(Saved entries)
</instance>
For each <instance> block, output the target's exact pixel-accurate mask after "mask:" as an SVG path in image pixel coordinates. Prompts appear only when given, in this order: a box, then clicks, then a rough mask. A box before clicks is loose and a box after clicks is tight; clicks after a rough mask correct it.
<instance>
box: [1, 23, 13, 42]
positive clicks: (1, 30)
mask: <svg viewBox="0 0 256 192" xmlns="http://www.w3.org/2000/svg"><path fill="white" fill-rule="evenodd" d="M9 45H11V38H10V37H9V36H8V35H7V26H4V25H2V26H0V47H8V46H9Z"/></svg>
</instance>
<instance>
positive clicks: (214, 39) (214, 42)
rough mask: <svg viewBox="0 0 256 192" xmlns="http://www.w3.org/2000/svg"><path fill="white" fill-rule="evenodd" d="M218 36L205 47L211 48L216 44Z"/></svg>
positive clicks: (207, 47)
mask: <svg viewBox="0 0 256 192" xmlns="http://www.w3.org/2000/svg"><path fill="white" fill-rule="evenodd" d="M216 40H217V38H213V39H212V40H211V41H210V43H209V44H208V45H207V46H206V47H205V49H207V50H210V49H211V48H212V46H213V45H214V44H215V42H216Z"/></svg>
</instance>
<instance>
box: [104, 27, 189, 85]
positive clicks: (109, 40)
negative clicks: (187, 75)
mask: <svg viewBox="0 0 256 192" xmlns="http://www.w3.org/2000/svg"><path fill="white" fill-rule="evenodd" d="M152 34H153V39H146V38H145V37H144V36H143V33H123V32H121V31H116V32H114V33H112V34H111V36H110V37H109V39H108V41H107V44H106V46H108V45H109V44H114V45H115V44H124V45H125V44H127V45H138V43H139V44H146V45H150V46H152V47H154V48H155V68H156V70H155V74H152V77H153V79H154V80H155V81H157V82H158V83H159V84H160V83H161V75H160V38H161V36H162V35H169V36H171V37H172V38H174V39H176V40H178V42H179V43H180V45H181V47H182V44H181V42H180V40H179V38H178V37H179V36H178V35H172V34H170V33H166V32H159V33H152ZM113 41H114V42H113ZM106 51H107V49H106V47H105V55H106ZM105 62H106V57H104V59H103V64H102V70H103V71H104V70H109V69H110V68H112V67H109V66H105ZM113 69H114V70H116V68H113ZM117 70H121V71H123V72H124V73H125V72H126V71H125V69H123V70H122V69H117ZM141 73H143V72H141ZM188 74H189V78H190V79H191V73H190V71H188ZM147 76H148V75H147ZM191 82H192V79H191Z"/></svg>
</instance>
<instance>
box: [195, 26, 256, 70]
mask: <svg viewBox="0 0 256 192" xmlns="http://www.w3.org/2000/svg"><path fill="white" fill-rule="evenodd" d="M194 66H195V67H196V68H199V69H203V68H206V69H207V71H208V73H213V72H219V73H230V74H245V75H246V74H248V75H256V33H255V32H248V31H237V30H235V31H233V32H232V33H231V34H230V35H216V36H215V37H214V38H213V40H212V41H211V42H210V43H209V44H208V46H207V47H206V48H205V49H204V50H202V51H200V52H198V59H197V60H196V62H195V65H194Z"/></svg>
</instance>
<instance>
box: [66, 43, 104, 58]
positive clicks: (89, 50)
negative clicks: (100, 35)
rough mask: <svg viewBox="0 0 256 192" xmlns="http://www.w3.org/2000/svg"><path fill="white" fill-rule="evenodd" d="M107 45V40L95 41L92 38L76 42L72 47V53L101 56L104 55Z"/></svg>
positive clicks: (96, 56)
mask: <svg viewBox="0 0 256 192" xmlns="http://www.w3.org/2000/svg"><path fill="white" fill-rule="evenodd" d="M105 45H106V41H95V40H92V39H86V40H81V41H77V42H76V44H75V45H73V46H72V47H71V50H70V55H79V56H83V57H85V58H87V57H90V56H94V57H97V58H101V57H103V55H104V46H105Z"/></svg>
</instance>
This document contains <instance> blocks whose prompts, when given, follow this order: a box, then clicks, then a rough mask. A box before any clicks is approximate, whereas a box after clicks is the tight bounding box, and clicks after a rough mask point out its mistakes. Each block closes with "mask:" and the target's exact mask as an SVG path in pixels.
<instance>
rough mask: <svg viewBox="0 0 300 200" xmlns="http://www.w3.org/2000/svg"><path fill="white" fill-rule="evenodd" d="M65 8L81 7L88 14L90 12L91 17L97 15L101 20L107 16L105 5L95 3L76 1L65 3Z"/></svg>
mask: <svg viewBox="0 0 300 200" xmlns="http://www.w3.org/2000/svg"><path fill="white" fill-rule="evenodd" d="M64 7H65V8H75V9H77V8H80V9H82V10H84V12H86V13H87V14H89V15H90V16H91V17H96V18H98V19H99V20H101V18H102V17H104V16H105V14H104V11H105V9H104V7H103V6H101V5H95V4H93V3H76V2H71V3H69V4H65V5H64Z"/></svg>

- [DIRECTIONS]: Repeat the records above in full, word for word.

- [TASK SOLUTION]:
</instance>
For each <instance> block, output the target's exact pixel-accurate mask after "mask:" as an SVG path in image pixel coordinates. Prompts appear only when given, in this order: a box, then clicks, then a rough mask. A box before clicks is loose and a box after clicks is tight; clicks after a rough mask correct it.
<instance>
box: [1, 23, 13, 42]
positive clicks: (1, 30)
mask: <svg viewBox="0 0 256 192" xmlns="http://www.w3.org/2000/svg"><path fill="white" fill-rule="evenodd" d="M9 45H11V38H10V37H9V36H8V35H7V26H4V25H2V26H0V47H8V46H9Z"/></svg>
</instance>
<instance>
positive clicks: (214, 39) (214, 42)
rough mask: <svg viewBox="0 0 256 192" xmlns="http://www.w3.org/2000/svg"><path fill="white" fill-rule="evenodd" d="M218 36L205 47L211 48L216 44Z"/></svg>
positive clicks: (207, 47)
mask: <svg viewBox="0 0 256 192" xmlns="http://www.w3.org/2000/svg"><path fill="white" fill-rule="evenodd" d="M216 40H217V38H213V39H212V40H211V41H210V43H209V44H208V45H207V46H206V47H205V49H207V50H210V49H211V48H212V46H213V45H214V44H215V42H216Z"/></svg>
</instance>
<instance>
box: [104, 27, 189, 85]
positive clicks: (109, 40)
negative clicks: (187, 75)
mask: <svg viewBox="0 0 256 192" xmlns="http://www.w3.org/2000/svg"><path fill="white" fill-rule="evenodd" d="M152 34H153V39H146V38H145V37H144V36H143V33H123V32H121V31H116V32H114V33H112V34H111V36H110V37H109V39H108V41H107V44H106V46H108V45H109V44H114V45H115V44H124V45H125V44H127V45H138V43H139V44H146V45H150V46H152V47H154V48H155V68H156V70H155V74H152V77H153V79H154V80H155V81H157V82H158V83H159V84H160V83H161V75H160V38H161V36H162V35H169V36H171V37H172V38H174V39H176V40H178V42H179V43H180V45H181V47H182V44H181V42H180V40H179V38H178V37H179V36H178V35H172V34H170V33H166V32H159V33H152ZM113 41H114V42H113ZM106 51H107V49H106V47H105V55H106ZM105 62H106V57H104V59H103V64H102V70H103V71H104V70H109V69H110V68H112V67H109V66H105ZM113 69H114V70H116V68H113ZM117 70H121V71H123V72H124V73H125V72H126V71H125V69H123V70H122V69H117ZM141 73H143V72H141ZM188 74H189V78H190V79H191V73H190V71H188ZM147 76H148V75H147ZM191 82H192V79H191Z"/></svg>
</instance>
<instance>
box: [195, 26, 256, 70]
mask: <svg viewBox="0 0 256 192" xmlns="http://www.w3.org/2000/svg"><path fill="white" fill-rule="evenodd" d="M194 66H195V67H196V68H199V69H203V68H206V69H207V71H208V73H213V72H219V73H230V74H245V75H246V74H248V75H256V33H255V32H248V31H237V30H235V31H233V32H232V33H231V34H230V35H216V36H215V37H214V38H213V40H212V41H211V42H210V43H209V44H208V46H207V47H206V48H205V49H204V50H202V51H200V52H198V59H197V60H196V62H195V65H194Z"/></svg>
</instance>
<instance>
box: [66, 43, 104, 58]
positive clicks: (89, 50)
negative clicks: (100, 35)
rough mask: <svg viewBox="0 0 256 192" xmlns="http://www.w3.org/2000/svg"><path fill="white" fill-rule="evenodd" d="M107 45V40L95 41L92 38L76 42L72 47V53L101 56L104 55Z"/></svg>
positive clicks: (96, 56)
mask: <svg viewBox="0 0 256 192" xmlns="http://www.w3.org/2000/svg"><path fill="white" fill-rule="evenodd" d="M105 45H106V41H95V40H92V39H86V40H81V41H77V42H76V44H75V45H73V46H72V47H71V50H70V55H79V56H83V57H85V58H87V57H90V56H94V57H97V58H101V57H103V55H104V46H105Z"/></svg>
</instance>
This document contains <instance> blocks whose prompts, when given, follow this order: a box, then clicks, then a rough mask. A box before any clicks is approximate, whereas a box after clicks is the tight bounding box, and clicks after a rough mask point out its mistakes. Each block closes with "mask:" and the target's exact mask as an SVG path in pixels.
<instance>
rough mask: <svg viewBox="0 0 300 200" xmlns="http://www.w3.org/2000/svg"><path fill="white" fill-rule="evenodd" d="M65 8L81 7L88 14L90 12L91 17L97 15L101 20L107 16L105 5L95 3L76 1L65 3Z"/></svg>
mask: <svg viewBox="0 0 300 200" xmlns="http://www.w3.org/2000/svg"><path fill="white" fill-rule="evenodd" d="M64 7H65V8H75V9H77V8H80V9H82V10H84V12H86V13H87V14H89V15H90V16H91V17H96V18H98V19H99V20H101V18H102V17H104V16H105V14H104V11H105V9H104V7H103V6H101V5H95V4H93V3H76V2H71V3H69V4H65V5H64Z"/></svg>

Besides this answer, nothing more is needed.